**WORK TO BE COMPLETED**. With the pictures left aside, write out exactly the lines of the listing below from the line with "Target: semi dome" to the line with "Where can you see the red plastic", both included, and only those.

**DATA**.
┄┄┄┄┄┄┄┄┄┄┄┄┄┄┄┄┄┄┄┄

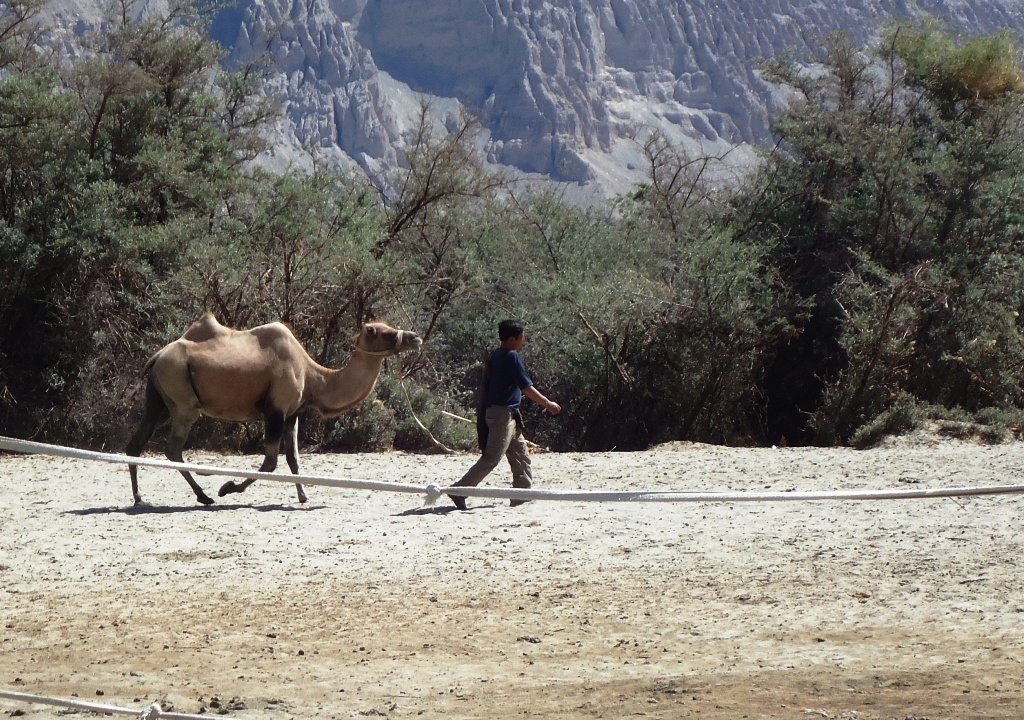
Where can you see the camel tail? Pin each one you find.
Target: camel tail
(148, 365)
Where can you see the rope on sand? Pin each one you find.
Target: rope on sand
(433, 492)
(153, 712)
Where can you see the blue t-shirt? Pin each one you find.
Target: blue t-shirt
(508, 379)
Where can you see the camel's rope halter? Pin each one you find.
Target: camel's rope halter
(385, 353)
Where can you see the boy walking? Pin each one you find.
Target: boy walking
(505, 383)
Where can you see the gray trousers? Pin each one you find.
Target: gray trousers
(503, 438)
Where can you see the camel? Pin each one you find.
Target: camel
(261, 373)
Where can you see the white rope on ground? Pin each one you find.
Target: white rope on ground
(153, 712)
(433, 492)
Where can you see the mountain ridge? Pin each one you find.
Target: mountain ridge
(559, 86)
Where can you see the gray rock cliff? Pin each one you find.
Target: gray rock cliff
(559, 84)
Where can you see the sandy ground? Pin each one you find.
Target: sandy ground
(366, 604)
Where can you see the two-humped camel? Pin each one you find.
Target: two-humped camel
(262, 373)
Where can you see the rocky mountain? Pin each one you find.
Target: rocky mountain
(559, 85)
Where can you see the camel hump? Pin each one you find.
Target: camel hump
(206, 328)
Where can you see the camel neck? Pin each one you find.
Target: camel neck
(334, 391)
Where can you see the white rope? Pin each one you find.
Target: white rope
(153, 712)
(433, 492)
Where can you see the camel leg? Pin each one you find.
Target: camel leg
(180, 427)
(154, 414)
(292, 452)
(273, 431)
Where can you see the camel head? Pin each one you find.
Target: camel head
(381, 339)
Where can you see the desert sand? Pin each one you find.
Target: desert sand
(368, 604)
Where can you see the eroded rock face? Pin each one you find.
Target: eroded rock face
(559, 84)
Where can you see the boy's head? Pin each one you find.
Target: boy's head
(508, 329)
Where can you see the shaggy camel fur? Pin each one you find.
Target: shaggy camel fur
(262, 373)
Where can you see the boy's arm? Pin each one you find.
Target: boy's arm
(532, 393)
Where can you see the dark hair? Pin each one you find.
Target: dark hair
(509, 329)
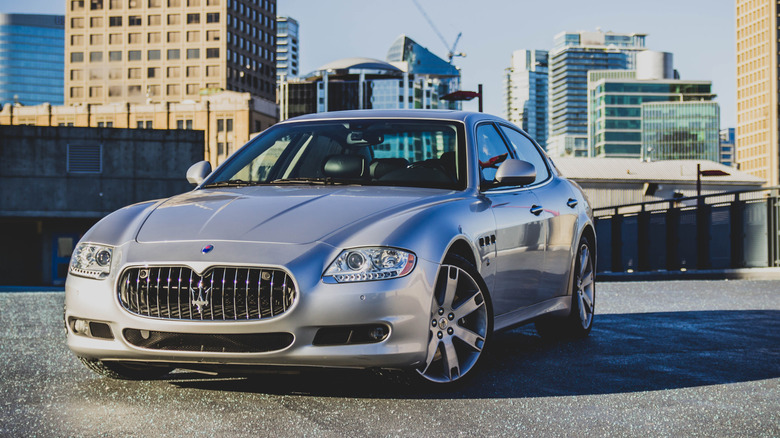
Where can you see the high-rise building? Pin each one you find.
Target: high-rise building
(617, 112)
(32, 59)
(572, 56)
(164, 51)
(758, 62)
(727, 141)
(526, 93)
(287, 42)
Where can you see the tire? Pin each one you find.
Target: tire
(580, 321)
(460, 324)
(125, 370)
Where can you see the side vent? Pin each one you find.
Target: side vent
(85, 159)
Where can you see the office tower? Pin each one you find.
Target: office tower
(287, 42)
(621, 103)
(163, 51)
(757, 89)
(526, 93)
(573, 55)
(32, 59)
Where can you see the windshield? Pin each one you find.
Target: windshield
(425, 153)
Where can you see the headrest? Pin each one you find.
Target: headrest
(344, 166)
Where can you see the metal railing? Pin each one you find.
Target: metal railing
(718, 231)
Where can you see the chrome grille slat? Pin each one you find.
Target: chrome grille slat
(168, 292)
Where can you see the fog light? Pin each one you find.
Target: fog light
(378, 333)
(81, 327)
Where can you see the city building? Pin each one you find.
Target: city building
(412, 77)
(58, 181)
(727, 142)
(526, 93)
(158, 51)
(225, 121)
(572, 56)
(618, 107)
(287, 43)
(32, 59)
(758, 62)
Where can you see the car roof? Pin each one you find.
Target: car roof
(463, 116)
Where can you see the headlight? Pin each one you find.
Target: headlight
(367, 264)
(91, 260)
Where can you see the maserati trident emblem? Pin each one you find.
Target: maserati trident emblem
(202, 298)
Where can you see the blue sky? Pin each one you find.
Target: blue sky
(700, 33)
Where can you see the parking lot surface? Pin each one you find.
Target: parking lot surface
(688, 358)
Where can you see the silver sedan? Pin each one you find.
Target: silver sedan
(363, 239)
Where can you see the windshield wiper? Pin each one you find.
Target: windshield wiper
(315, 181)
(231, 183)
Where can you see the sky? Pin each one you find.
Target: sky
(700, 33)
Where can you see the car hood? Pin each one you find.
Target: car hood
(277, 214)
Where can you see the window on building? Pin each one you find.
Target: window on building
(212, 35)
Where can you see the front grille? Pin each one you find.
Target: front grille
(220, 294)
(215, 343)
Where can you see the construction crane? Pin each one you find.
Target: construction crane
(452, 53)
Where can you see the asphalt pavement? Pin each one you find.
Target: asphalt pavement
(685, 358)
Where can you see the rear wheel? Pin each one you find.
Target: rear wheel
(125, 370)
(460, 323)
(580, 321)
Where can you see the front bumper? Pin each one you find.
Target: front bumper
(402, 304)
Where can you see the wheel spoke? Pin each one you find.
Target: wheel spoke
(474, 340)
(451, 360)
(472, 304)
(451, 287)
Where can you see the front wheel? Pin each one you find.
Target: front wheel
(460, 323)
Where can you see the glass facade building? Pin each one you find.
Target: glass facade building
(573, 55)
(32, 59)
(616, 111)
(681, 130)
(526, 93)
(287, 43)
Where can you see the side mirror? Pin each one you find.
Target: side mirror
(198, 172)
(515, 173)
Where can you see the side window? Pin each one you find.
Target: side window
(492, 151)
(527, 151)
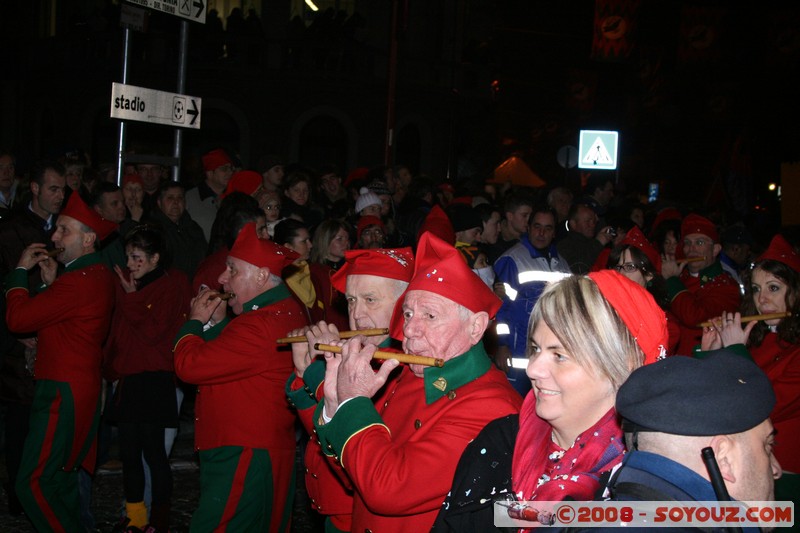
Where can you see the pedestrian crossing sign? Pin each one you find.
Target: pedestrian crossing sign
(598, 149)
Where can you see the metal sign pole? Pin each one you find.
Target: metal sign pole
(182, 60)
(126, 41)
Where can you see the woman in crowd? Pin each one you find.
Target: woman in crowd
(133, 192)
(151, 306)
(297, 201)
(331, 241)
(310, 282)
(588, 333)
(638, 260)
(772, 286)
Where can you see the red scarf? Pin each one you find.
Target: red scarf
(542, 470)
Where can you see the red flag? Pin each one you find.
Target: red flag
(614, 26)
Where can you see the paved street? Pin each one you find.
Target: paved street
(107, 495)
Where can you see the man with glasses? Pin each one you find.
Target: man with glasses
(697, 287)
(203, 201)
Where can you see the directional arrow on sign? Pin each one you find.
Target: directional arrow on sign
(194, 113)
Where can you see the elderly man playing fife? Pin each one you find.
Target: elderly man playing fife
(373, 282)
(244, 428)
(400, 448)
(71, 317)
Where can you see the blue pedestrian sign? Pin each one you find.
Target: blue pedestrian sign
(598, 150)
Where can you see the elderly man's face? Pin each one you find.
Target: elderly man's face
(699, 245)
(240, 278)
(433, 326)
(70, 236)
(759, 469)
(370, 303)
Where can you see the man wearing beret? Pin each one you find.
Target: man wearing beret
(203, 201)
(698, 287)
(244, 429)
(400, 449)
(71, 315)
(666, 432)
(373, 282)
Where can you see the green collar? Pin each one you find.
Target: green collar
(84, 261)
(275, 294)
(710, 272)
(458, 371)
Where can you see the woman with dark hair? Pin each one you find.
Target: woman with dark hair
(297, 200)
(771, 286)
(310, 282)
(331, 241)
(637, 259)
(151, 306)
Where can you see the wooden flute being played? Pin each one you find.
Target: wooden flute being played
(407, 358)
(222, 295)
(342, 335)
(752, 318)
(54, 252)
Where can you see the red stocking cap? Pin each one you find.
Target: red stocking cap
(638, 310)
(76, 208)
(261, 252)
(438, 224)
(780, 250)
(391, 263)
(697, 224)
(636, 238)
(440, 269)
(245, 181)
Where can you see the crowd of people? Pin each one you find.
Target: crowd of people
(440, 347)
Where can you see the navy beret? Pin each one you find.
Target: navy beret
(722, 394)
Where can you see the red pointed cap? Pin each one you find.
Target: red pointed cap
(638, 310)
(261, 252)
(441, 269)
(246, 181)
(780, 250)
(392, 263)
(76, 208)
(697, 224)
(438, 223)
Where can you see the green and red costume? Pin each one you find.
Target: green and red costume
(71, 318)
(244, 428)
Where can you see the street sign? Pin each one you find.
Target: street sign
(129, 102)
(194, 10)
(598, 150)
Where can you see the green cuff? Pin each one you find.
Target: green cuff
(17, 279)
(302, 398)
(674, 286)
(353, 417)
(738, 349)
(314, 375)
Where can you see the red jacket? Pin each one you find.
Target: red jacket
(781, 362)
(697, 299)
(71, 318)
(401, 453)
(144, 325)
(241, 375)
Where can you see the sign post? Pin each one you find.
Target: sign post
(194, 10)
(129, 102)
(597, 150)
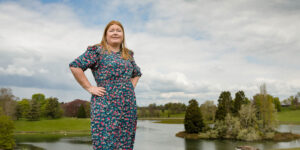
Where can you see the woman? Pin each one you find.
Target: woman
(113, 101)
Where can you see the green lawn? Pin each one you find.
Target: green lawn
(289, 149)
(289, 117)
(55, 125)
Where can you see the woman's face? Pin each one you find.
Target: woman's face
(114, 35)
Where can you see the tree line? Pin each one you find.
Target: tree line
(239, 118)
(166, 110)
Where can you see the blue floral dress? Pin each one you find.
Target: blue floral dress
(114, 115)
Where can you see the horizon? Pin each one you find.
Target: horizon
(185, 49)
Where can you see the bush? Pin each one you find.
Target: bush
(193, 122)
(6, 132)
(249, 134)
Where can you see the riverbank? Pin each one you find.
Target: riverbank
(62, 126)
(278, 137)
(286, 116)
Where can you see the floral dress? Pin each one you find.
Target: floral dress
(114, 115)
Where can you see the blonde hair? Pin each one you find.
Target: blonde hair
(125, 52)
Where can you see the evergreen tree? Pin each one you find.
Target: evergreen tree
(238, 101)
(224, 106)
(6, 131)
(81, 112)
(266, 109)
(193, 122)
(34, 114)
(52, 108)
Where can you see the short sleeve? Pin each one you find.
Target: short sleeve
(86, 60)
(136, 69)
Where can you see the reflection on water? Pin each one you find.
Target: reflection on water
(157, 136)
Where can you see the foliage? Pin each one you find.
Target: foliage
(277, 104)
(24, 108)
(247, 116)
(266, 110)
(227, 128)
(224, 105)
(6, 131)
(34, 114)
(81, 112)
(8, 102)
(52, 108)
(70, 109)
(193, 122)
(248, 134)
(208, 110)
(239, 100)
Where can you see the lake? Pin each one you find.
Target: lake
(158, 136)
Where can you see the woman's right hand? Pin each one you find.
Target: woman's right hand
(99, 91)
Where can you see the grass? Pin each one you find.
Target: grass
(287, 116)
(62, 125)
(289, 149)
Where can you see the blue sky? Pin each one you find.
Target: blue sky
(186, 49)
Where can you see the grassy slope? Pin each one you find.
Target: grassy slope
(289, 149)
(289, 116)
(55, 125)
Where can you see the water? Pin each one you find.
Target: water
(158, 136)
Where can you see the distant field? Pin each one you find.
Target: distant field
(61, 125)
(289, 117)
(289, 149)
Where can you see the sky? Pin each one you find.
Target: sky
(186, 49)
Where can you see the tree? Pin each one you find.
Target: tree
(277, 104)
(247, 116)
(24, 107)
(6, 131)
(240, 99)
(52, 108)
(87, 110)
(266, 109)
(81, 112)
(224, 106)
(8, 102)
(193, 122)
(39, 97)
(70, 109)
(208, 110)
(34, 114)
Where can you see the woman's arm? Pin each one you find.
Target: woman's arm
(84, 82)
(135, 80)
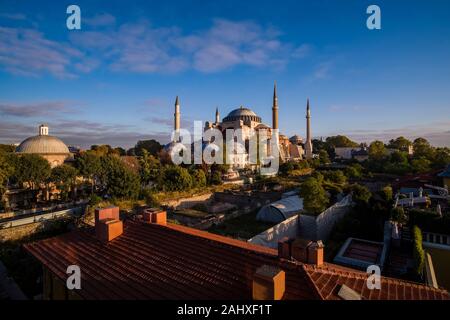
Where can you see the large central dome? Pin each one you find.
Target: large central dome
(43, 145)
(242, 114)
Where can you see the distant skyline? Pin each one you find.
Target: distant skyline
(115, 80)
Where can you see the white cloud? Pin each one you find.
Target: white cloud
(140, 47)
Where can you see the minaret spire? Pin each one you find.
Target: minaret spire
(308, 144)
(275, 107)
(217, 115)
(177, 114)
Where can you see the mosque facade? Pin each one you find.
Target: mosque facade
(249, 123)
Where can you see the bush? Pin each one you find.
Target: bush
(418, 252)
(387, 193)
(335, 176)
(149, 198)
(198, 178)
(314, 196)
(175, 178)
(354, 171)
(398, 214)
(216, 178)
(360, 194)
(430, 221)
(94, 200)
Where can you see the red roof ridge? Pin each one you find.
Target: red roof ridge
(329, 268)
(222, 239)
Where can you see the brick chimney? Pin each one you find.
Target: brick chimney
(299, 250)
(107, 224)
(315, 253)
(268, 283)
(284, 248)
(155, 216)
(302, 250)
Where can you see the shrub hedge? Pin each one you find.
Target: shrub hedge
(418, 252)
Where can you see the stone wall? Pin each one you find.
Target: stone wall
(188, 202)
(17, 233)
(319, 227)
(304, 226)
(252, 200)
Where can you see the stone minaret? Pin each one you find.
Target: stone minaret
(275, 108)
(43, 130)
(177, 115)
(308, 144)
(217, 116)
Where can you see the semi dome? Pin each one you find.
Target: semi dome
(43, 145)
(242, 114)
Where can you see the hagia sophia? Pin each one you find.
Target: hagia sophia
(292, 148)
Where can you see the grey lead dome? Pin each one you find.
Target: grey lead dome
(43, 144)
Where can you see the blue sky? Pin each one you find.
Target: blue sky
(115, 80)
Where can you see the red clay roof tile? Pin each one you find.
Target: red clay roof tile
(151, 261)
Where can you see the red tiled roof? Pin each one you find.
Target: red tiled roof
(174, 262)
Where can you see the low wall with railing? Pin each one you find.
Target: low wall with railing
(438, 240)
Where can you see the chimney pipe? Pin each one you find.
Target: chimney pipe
(107, 224)
(268, 283)
(301, 250)
(155, 216)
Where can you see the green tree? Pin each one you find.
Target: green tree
(102, 150)
(340, 141)
(120, 151)
(400, 143)
(175, 178)
(441, 158)
(354, 171)
(387, 193)
(398, 157)
(7, 148)
(423, 149)
(149, 167)
(89, 166)
(324, 157)
(32, 170)
(377, 151)
(398, 214)
(64, 177)
(360, 194)
(118, 180)
(314, 196)
(420, 165)
(198, 178)
(6, 170)
(418, 252)
(216, 178)
(152, 146)
(336, 176)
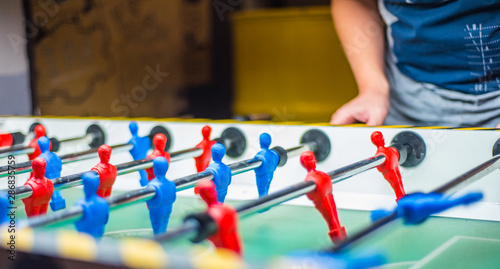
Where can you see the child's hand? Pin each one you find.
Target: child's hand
(370, 108)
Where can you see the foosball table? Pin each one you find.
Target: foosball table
(228, 194)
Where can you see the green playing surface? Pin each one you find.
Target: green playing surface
(437, 243)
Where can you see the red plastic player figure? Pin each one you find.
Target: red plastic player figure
(107, 172)
(226, 217)
(6, 140)
(160, 141)
(322, 196)
(204, 159)
(39, 132)
(42, 190)
(390, 168)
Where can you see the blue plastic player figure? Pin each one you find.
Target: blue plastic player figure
(4, 203)
(160, 206)
(53, 170)
(417, 207)
(139, 150)
(335, 260)
(264, 173)
(95, 208)
(221, 172)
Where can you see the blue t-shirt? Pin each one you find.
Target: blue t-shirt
(453, 44)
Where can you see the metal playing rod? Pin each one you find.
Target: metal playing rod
(122, 169)
(232, 139)
(407, 153)
(25, 167)
(191, 227)
(146, 193)
(450, 187)
(94, 137)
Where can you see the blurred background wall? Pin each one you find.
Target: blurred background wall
(178, 58)
(15, 93)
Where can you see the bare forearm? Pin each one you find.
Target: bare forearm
(361, 32)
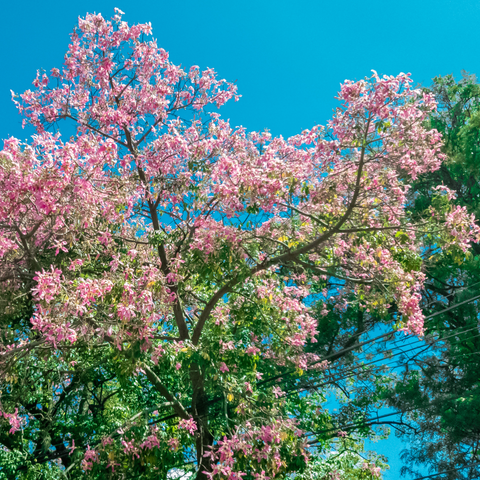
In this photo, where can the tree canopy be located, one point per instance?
(172, 286)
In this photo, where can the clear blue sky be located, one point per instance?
(288, 58)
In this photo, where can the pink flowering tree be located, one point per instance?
(170, 268)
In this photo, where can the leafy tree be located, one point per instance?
(161, 271)
(441, 396)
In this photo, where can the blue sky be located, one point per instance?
(288, 58)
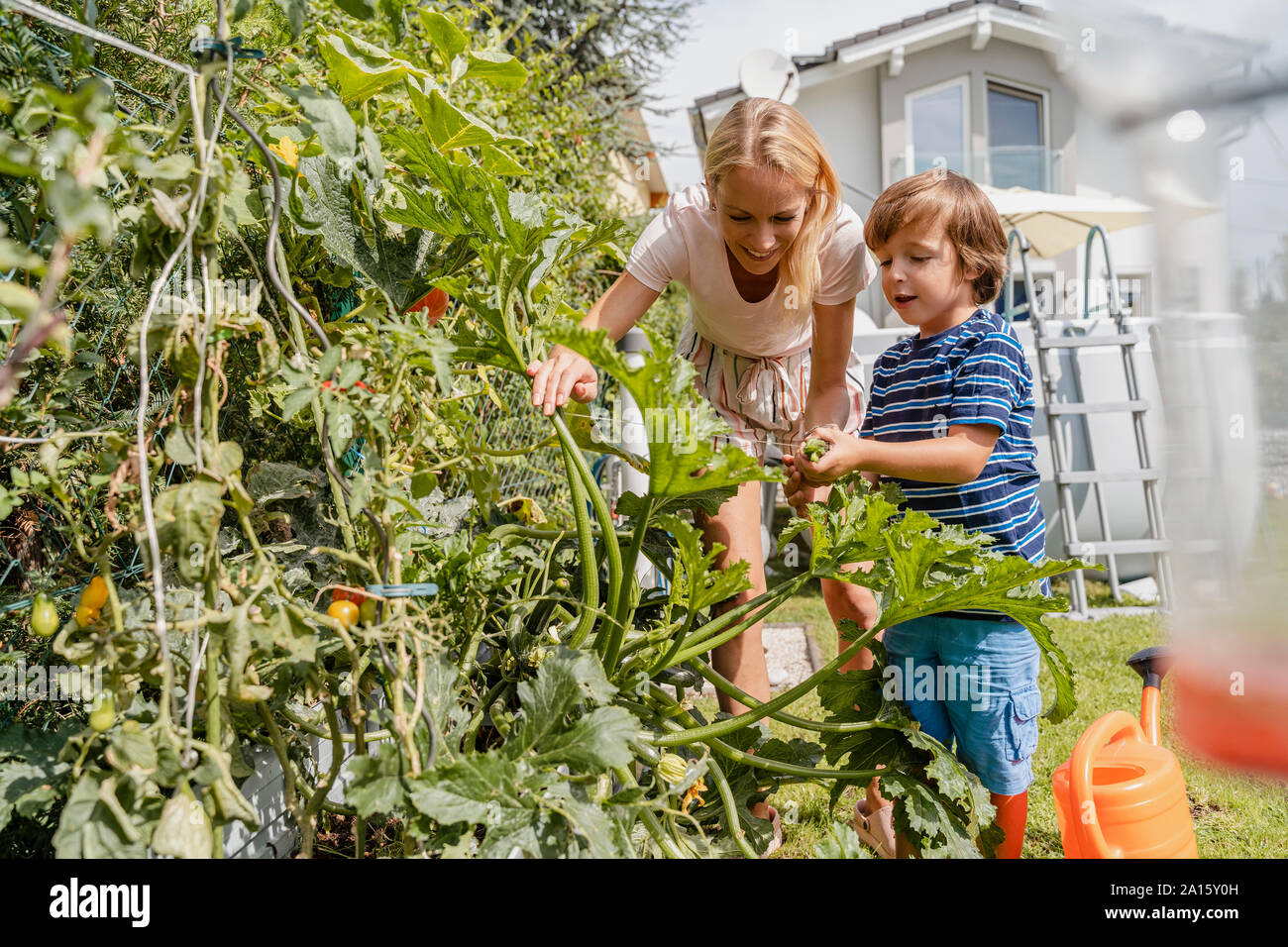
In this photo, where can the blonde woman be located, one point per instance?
(773, 260)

┄┄┄┄┄┄┄┄┄┄┄┄┄┄┄┄┄┄┄┄

**PROBLEM SOLUTION**.
Target: semi dome
(43, 145)
(242, 114)
Where can you see the hagia sophia? Pin each one you find.
Target: hagia sophia
(292, 148)
Where can you see the grey lead dome? Pin each one you find.
Target: grey lead dome
(43, 144)
Where can you see the blue sky? Pin each one you find.
Target: blue sky
(115, 80)
Where can you see the red clay roof tile? Pin each one you find.
Target: red clay roof tile
(151, 261)
Where can you see the red tiled roof? Pin each one you find.
Target: red tiled roof
(174, 262)
Where can you see the low wall with railing? Pin each one you find.
Target: low wall with railing
(438, 240)
Where can you see the chimney pipe? Pin each one you find.
Target: chimney pipe
(107, 224)
(268, 283)
(301, 250)
(155, 216)
Where can you see the green tree? Pin each one you find.
Target: green tree
(102, 150)
(340, 141)
(120, 151)
(400, 143)
(175, 178)
(441, 158)
(354, 171)
(387, 193)
(398, 157)
(7, 148)
(423, 149)
(149, 167)
(89, 166)
(324, 157)
(32, 170)
(377, 151)
(398, 214)
(64, 177)
(360, 194)
(118, 180)
(314, 196)
(420, 165)
(198, 178)
(6, 170)
(418, 252)
(216, 178)
(152, 146)
(336, 176)
Where can you see the child's hand? Pin each one you find.
Target: child's hand
(370, 108)
Where can you see the foosball table? Pin each one you find.
Target: foosball table
(228, 194)
Where can you see the green playing surface? Pin each one you find.
Target: green playing surface
(437, 243)
Where can you see the red plastic player figure? Pin each one you find.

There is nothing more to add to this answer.